SOURCE TEXT
↓

Let’s face it. Valentine’s Day doesn’t tend to be one of the public’s favorite holidays. Even those who are married or are in a serious relationship aren’t too keen on celebrating February 14th. One study showed that Valentine’s Day ranks behind every single other federal holiday in likeability. Perhaps it’s because the holiday seems too commercialized. Or maybe it’s because there aren’t any days off associated with the holiday. Singles or newly divorced individuals can feel left out on a holiday meant to celebrate love and relationships.

Regardless of the reason for Valentine’s Day lack of popularity, most of us get through it and look forward to the next momentous occasion. But some individuals cannot ignore their disdain for the holiday and may even experience anxiety and depression as a result. If this sounds like you, here are some tips for dealing with Valentine’s Day Blues.

1. Become Your Own Valentine

Love isn’t just about how we feel towards others; it has a lot to do with how we feel towards ourselves. Those of us who have struggled through several bad relationships can start to doubt our own self-worth and begin to think it is all our fault. Instead of wallowing in self-pity and hopelessness this Valentine’s Day, try to think of creative ways you can improve your own self-love. Find a therapist, start journaling, meet new friends, or find a new hobby. Resolve to increase your own self-love even after the day is over.

2. Be of Service

How can we receive love from others if we refuse to provide it to those in need? Volunteer work, helping a friend, or doing something kind for someone else are great ways to give love to others. Valentine’s Day doesn’t always have to be about romance; it’s about connecting to others. Find creative ways to let the people in your life know that you care about them.

↑

EXTRACTED DATA
↓

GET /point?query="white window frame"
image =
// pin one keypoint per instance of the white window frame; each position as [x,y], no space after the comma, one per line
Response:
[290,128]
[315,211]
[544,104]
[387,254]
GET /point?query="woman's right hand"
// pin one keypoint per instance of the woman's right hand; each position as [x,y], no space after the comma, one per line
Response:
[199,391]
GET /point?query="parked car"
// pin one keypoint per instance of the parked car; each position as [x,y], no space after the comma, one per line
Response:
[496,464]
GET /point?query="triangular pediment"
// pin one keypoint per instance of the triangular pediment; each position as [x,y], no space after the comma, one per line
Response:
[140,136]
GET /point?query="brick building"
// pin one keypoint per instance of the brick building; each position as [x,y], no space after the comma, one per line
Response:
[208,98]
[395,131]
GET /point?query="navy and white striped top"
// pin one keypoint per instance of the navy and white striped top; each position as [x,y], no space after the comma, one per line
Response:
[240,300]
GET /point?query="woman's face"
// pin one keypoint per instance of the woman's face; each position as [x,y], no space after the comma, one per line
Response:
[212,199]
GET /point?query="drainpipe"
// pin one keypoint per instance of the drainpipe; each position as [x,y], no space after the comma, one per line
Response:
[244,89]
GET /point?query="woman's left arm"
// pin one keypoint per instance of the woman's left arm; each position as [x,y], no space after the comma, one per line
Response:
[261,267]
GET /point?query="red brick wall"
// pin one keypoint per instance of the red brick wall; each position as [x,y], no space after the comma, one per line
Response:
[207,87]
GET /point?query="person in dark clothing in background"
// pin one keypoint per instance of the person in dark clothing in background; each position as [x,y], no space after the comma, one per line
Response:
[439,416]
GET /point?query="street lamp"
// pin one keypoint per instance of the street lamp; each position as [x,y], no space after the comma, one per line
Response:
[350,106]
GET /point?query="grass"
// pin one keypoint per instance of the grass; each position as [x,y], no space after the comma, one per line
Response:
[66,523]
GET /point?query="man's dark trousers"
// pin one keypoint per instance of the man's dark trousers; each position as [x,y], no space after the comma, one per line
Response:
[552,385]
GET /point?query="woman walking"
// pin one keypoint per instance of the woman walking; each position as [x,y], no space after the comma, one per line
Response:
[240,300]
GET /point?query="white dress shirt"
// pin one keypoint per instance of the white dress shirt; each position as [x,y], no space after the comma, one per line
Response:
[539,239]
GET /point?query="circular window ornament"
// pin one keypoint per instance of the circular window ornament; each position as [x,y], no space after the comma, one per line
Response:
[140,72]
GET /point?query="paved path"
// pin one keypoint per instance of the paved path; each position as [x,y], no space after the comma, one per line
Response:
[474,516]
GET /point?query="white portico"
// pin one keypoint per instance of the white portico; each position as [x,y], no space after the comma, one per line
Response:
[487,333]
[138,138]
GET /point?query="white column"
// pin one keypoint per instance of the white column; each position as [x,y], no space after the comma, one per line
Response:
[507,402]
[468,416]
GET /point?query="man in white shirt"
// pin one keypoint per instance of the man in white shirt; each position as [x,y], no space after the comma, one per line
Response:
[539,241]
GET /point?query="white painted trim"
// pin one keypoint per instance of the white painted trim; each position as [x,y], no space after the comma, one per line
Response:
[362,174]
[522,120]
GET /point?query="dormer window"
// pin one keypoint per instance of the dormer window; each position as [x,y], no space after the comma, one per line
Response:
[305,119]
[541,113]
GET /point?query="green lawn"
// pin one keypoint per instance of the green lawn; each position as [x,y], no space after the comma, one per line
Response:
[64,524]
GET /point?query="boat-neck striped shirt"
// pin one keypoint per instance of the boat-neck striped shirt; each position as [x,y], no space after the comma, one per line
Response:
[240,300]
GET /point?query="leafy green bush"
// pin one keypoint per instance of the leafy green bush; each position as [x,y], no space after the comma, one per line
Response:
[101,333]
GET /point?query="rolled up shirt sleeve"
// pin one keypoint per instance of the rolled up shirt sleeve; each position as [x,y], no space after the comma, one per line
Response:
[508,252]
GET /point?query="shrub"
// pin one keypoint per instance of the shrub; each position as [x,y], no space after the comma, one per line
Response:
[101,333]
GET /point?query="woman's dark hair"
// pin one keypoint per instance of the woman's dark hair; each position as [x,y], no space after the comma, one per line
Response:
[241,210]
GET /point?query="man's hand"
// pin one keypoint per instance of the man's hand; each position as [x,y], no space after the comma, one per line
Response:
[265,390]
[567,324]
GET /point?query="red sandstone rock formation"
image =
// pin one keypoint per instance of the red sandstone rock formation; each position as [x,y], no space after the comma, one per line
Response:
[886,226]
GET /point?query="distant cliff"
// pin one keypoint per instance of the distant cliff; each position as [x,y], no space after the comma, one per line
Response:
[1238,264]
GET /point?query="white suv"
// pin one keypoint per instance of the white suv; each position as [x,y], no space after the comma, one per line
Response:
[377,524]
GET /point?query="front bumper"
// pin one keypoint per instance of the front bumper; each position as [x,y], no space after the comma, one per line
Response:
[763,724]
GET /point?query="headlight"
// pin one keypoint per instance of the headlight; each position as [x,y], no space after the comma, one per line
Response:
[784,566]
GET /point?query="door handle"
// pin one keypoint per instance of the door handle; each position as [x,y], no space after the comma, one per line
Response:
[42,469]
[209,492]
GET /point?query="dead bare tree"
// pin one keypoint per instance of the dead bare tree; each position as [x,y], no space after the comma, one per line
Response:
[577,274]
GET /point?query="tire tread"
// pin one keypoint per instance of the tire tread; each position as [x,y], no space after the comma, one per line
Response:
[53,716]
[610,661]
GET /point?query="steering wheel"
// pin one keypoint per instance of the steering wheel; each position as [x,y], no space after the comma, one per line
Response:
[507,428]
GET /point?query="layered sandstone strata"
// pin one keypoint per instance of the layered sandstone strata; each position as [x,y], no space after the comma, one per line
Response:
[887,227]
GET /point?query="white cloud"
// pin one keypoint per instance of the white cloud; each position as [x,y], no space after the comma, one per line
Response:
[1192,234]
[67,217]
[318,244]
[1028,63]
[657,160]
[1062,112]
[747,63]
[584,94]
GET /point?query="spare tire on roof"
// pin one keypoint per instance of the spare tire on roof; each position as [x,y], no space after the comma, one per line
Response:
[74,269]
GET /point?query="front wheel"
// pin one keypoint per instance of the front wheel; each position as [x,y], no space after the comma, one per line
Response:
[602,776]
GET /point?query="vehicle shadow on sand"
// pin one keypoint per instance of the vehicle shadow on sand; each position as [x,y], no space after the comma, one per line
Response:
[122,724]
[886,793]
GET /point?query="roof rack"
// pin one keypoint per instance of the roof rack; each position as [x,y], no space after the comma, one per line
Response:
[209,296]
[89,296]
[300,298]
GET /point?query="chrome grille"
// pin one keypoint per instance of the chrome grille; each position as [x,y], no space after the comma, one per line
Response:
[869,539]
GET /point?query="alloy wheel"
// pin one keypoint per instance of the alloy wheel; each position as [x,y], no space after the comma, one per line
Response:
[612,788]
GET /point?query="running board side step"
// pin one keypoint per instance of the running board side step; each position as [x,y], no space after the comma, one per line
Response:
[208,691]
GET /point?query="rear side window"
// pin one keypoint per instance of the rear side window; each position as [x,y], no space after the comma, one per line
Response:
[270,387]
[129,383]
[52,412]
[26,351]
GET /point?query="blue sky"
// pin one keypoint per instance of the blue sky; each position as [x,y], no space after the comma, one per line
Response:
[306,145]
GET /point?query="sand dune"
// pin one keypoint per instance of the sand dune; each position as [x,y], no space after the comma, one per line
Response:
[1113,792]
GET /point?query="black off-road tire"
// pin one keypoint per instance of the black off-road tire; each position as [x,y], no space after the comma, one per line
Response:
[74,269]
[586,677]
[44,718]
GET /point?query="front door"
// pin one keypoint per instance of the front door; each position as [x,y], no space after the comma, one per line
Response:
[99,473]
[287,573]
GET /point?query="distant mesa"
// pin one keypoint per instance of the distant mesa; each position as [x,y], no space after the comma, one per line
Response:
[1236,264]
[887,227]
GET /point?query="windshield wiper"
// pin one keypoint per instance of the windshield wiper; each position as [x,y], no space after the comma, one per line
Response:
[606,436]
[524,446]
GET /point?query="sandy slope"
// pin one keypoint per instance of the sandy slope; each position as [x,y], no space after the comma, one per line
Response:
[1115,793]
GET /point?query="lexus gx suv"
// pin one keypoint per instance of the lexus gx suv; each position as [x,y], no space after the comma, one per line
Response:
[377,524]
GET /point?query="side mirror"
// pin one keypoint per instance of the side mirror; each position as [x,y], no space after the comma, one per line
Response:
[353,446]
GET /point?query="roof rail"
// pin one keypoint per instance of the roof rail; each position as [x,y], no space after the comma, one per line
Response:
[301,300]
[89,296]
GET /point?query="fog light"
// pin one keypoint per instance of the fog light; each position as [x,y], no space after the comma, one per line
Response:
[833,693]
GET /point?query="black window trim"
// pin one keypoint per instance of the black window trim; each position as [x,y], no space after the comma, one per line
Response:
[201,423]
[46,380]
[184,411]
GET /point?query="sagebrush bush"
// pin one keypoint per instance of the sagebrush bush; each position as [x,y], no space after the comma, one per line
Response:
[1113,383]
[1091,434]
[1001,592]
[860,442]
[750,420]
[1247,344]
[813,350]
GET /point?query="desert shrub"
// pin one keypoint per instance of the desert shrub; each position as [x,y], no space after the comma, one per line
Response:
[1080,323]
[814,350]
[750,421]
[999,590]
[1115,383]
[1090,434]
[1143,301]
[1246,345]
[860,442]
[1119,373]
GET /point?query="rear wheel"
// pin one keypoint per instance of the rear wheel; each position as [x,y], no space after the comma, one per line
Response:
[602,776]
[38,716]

↑

LIST OF TASKS
(a) Please list the activities that the Valentine's Day text suggests for improving your own self-love.
(b) In the part of the Valentine's Day text that opens with the words containing "How can we receive" and closes with "care about them.", rename "romance" to "courtship" and give that part again.

PROBLEM SOLUTIONS
(a)
Find a therapist
Start journaling
Meet new friends
Find a new hobby

(b)
How can we receive love from others if we refuse to provide it to those in need? Volunteer work, helping a friend, or doing something kind for someone else are great ways to give love to others. Valentine’s Day doesn’t always have to be about courtship; it’s about connecting to others. Find creative ways to let the people in your life know that you care about them.